**INPUT DATA**
┌──

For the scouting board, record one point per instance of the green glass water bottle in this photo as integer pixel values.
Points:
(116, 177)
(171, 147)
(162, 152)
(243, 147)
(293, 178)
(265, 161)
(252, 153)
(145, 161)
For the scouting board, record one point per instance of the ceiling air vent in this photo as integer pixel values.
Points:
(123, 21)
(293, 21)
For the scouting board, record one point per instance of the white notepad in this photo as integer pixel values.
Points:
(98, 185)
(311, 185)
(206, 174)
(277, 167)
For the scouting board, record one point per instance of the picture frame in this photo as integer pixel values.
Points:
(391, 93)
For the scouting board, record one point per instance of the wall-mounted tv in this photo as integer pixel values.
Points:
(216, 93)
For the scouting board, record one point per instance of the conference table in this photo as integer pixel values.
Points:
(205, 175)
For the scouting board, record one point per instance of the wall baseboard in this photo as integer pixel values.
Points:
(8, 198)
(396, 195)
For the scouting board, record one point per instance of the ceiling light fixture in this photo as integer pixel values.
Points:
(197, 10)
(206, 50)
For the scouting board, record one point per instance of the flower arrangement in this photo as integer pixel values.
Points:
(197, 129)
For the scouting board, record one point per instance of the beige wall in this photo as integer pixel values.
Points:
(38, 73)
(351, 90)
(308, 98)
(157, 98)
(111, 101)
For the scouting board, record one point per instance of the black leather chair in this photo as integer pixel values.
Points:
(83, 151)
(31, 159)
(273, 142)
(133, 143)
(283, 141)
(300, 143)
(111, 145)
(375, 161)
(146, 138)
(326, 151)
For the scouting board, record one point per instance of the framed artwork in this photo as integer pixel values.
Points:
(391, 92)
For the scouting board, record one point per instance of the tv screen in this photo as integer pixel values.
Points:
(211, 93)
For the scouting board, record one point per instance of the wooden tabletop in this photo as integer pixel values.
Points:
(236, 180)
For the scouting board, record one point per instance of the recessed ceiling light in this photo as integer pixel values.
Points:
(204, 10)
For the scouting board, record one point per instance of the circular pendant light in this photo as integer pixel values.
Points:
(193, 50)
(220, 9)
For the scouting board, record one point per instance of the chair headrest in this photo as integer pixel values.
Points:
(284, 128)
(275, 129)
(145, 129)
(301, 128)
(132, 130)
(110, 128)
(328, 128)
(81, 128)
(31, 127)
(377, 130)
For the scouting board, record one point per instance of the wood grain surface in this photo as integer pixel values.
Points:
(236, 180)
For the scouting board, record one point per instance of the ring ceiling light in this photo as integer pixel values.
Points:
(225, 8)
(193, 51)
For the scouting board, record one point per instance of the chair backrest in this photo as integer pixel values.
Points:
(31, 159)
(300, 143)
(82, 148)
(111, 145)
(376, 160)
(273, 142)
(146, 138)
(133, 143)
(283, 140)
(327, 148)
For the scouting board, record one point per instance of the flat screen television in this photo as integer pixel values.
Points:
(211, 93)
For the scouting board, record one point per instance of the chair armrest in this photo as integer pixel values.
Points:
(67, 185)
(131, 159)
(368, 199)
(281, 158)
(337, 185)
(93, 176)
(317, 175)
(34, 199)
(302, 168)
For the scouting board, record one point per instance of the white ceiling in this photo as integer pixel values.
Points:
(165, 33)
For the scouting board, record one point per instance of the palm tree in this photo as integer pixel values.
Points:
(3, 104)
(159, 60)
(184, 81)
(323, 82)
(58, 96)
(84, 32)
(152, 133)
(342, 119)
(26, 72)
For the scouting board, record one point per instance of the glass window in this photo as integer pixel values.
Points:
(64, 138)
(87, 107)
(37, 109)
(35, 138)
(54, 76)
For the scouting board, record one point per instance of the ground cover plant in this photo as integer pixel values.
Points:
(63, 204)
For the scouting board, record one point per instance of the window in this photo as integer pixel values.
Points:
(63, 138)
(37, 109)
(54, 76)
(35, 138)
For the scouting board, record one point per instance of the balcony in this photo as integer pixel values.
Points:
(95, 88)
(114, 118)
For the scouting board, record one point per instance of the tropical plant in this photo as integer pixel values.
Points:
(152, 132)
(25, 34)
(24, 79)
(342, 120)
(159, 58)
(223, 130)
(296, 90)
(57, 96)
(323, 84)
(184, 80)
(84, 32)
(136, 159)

└──

Print all of the entries again, exactly as written.

**EXPECTED ANSWER**
For the scouting board, record one point per instance of the green glass water bottle in this photo as integer pixel values.
Points:
(116, 177)
(171, 147)
(162, 152)
(243, 147)
(293, 178)
(265, 161)
(252, 153)
(145, 161)
For the scouting board, record one point per instance of the ceiling air vent in this photo as integer pixel values.
Points:
(123, 21)
(293, 21)
For the scouting board, record one point per instance of the white notepad in this photo as integer pixel values.
Points:
(98, 185)
(311, 185)
(206, 174)
(277, 167)
For the scouting board, record one point per instance of the picture frame in this photo as integer pixel values.
Points:
(391, 93)
For the scouting board, record one point per instance of the wall-mounted tv in this photo as integer pixel values.
Points:
(216, 93)
For the scouting board, record one point per instance of the conference table in this photo as integer pixel values.
Points:
(205, 175)
For the scouting board, record one point per instance of the wall baseboard in this photo as integer pixel values.
Points:
(8, 198)
(396, 195)
For the scouting board, record one point per instance of the ceiling light fixture in this photo as integer pixel values.
Points:
(197, 10)
(206, 50)
For the scouting board, record one point per instance of the flower arrangement in this photo as integer pixel values.
Points:
(197, 129)
For the scouting board, record one point per instance of the beige wall in this photo as integer pixel values.
Points:
(38, 73)
(351, 90)
(308, 98)
(157, 98)
(111, 101)
For the scouting board, record one point per instance of the black leather chair in this photo as integer pixel values.
Points:
(83, 151)
(31, 159)
(273, 142)
(133, 143)
(283, 141)
(300, 143)
(111, 145)
(375, 161)
(146, 138)
(326, 151)
For the scouting board, record one point per instance of the framed artwork in this photo as integer pixel values.
Points:
(391, 92)
For the scouting board, record one point per instance of the tv screen in this photo as integer pixel values.
Points:
(211, 93)
For the scouting board, record one point per instance of the wooden tabletop in this photo as integer pixel values.
Points:
(236, 180)
For the scouting board, record one point per instance of the recessed ceiling light in this photo as integer pixel values.
Points:
(204, 10)
For the scouting board, record one point per instance of the circular pendant light in this photo as integer pixel values.
Points:
(193, 50)
(220, 9)
For the scouting board, record one point per instance of the chair headrest in this photo as integer pixel values.
Points:
(284, 128)
(275, 129)
(145, 129)
(301, 128)
(132, 130)
(110, 128)
(328, 128)
(81, 128)
(31, 127)
(377, 130)
For the scouting board, record one point per instance of the wood grain surface in this photo as integer pixel values.
Points:
(236, 180)
For the scouting board, record one point per instance of the ring ceiling light in this photo as integer pixel values.
Points:
(225, 8)
(193, 51)
For the scouting board, record one point per instance of the chair backrest in this photo as integer pixel values.
Points:
(31, 159)
(300, 143)
(82, 148)
(111, 145)
(376, 160)
(273, 142)
(146, 138)
(133, 143)
(283, 140)
(327, 148)
For the scouting board, record one point per instance of the flat screen television in this photo as integer pixel values.
Points:
(211, 93)
For the scouting board, record one point per instance of the chair armrest in this photo as integer pixel values.
Points:
(67, 185)
(131, 159)
(368, 199)
(281, 158)
(337, 185)
(93, 176)
(317, 175)
(34, 199)
(302, 168)
For the scouting board, record one point per instance of the white ceiling in this photo as integer pixel values.
Points:
(165, 33)
For the scouting board, record one point per instance of the palm tree in this photo as integer pixel values.
Points:
(3, 104)
(159, 60)
(184, 81)
(323, 82)
(58, 96)
(84, 32)
(152, 133)
(342, 119)
(26, 72)
For the scouting board, record one point per instance of the glass window in this photo as integer pixel values.
Points:
(64, 138)
(87, 107)
(37, 109)
(35, 138)
(54, 76)
For the scouting board, record one point per instance of the ground cover plant in this photo as integer pixel values.
Points:
(63, 204)
For the scouting board, record one point per instance of the window in this photo as integer pixel values.
Points:
(63, 138)
(37, 109)
(54, 76)
(35, 138)
For the scouting board, record one point per instance of the balcony in this photo as integer pixel values.
Points:
(95, 88)
(114, 118)
For the scouting board, record one point per instance of the tropical plant in this photo as integer pixel values.
Points:
(152, 132)
(25, 34)
(24, 79)
(342, 120)
(159, 58)
(223, 130)
(296, 90)
(57, 96)
(323, 84)
(184, 80)
(84, 32)
(136, 159)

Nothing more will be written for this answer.